• TASK DIRECTIONS
Please rewrite the data below as a Markdown table with the columns Row and Line, one numbered row per line, skipping blank lines.

• RECORDS TO PROCESS
================================

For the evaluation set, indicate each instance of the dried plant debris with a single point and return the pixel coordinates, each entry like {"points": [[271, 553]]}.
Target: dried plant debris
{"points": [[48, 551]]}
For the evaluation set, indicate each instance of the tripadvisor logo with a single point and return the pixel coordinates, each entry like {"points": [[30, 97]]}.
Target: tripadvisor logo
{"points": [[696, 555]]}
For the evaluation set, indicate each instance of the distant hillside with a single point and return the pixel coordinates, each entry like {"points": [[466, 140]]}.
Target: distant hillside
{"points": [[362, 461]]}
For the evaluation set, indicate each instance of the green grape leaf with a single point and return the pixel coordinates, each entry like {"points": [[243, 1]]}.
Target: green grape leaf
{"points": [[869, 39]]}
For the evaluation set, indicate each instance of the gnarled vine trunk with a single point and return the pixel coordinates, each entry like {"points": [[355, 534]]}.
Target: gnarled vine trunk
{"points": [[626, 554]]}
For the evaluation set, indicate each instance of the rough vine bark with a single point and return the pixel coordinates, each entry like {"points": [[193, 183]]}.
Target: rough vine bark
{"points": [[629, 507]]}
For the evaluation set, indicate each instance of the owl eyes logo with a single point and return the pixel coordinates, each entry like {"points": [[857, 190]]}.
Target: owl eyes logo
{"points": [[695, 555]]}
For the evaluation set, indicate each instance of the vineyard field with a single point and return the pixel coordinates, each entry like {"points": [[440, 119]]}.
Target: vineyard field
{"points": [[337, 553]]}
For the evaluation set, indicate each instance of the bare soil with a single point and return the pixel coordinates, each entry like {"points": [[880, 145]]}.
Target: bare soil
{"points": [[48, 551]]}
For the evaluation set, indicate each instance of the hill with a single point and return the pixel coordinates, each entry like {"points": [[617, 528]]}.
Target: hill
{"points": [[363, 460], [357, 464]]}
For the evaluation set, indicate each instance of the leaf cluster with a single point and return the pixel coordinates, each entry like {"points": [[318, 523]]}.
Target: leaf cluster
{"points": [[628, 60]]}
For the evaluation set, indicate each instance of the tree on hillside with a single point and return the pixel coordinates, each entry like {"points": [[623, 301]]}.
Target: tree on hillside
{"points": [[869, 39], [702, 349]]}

================================

• EXERCISE ANSWER
| Row | Line |
|---|---|
| 1 | For the evaluation set, indicate each instance of the dried plant debris with a single point and return the pixel coordinates, each entry like {"points": [[271, 553]]}. |
| 2 | Target: dried plant debris |
| 3 | {"points": [[48, 551]]} |
| 4 | For the evaluation set, indicate each instance of the tripadvisor logo with a single point and return the pixel coordinates, each entry like {"points": [[30, 97]]}. |
| 5 | Target: tripadvisor logo |
| 6 | {"points": [[696, 555]]} |
| 7 | For the evaluation set, indicate each instance of the distant hillside with a single point and return the pixel coordinates, each entry like {"points": [[466, 140]]}. |
| 8 | Target: distant hillside |
| 9 | {"points": [[362, 461]]} |
| 10 | For the evaluation set, indicate each instance of the green grape leaf with a single point and return the pixel coordinates, each entry like {"points": [[243, 1]]}. |
| 11 | Target: green grape leaf |
| 12 | {"points": [[869, 39]]} |
| 13 | For the evaluation set, indicate each instance of the gnarled vine trunk with a single point and return the pixel coordinates, each entry like {"points": [[355, 534]]}. |
| 14 | Target: gnarled vine trunk |
| 15 | {"points": [[626, 554]]} |
| 16 | For the evaluation set, indicate each instance of the rough vine bark with a single point and return the pixel coordinates, each entry like {"points": [[193, 183]]}. |
| 17 | Target: rough vine bark |
| 18 | {"points": [[629, 507]]} |
| 19 | For the evaluation set, indicate each instance of the owl eyes logo with a single point and return the pixel coordinates, each entry like {"points": [[857, 190]]}. |
| 20 | Target: owl eyes logo |
| 21 | {"points": [[695, 555]]} |
| 22 | For the evaluation set, indicate each instance of the vineyard field with a single point and return the pixel coordinates, each entry like {"points": [[440, 119]]}. |
| 23 | Target: vineyard field |
| 24 | {"points": [[337, 553]]} |
| 25 | For the evaluation set, indicate each instance of the bare soil with a single point and return the pixel coordinates, each entry like {"points": [[880, 145]]}. |
| 26 | Target: bare soil |
| 27 | {"points": [[48, 551]]} |
| 28 | For the evaluation set, indicate each instance of the hill with a single point and return the pixel coordinates, each entry like {"points": [[617, 528]]}. |
| 29 | Target: hill |
| 30 | {"points": [[363, 460], [357, 464]]} |
| 31 | For the evaluation set, indicate each instance of the leaf cluster with a single point and return the pixel coordinates, each entry like {"points": [[318, 523]]}. |
| 32 | Target: leaf cluster |
| 33 | {"points": [[628, 60]]} |
| 34 | For the evaluation set, indicate each instance of the tree on hillside with a single point and return the pixel coordinates, each entry like {"points": [[623, 301]]}. |
| 35 | Target: tree on hillside |
| 36 | {"points": [[869, 39], [702, 349]]} |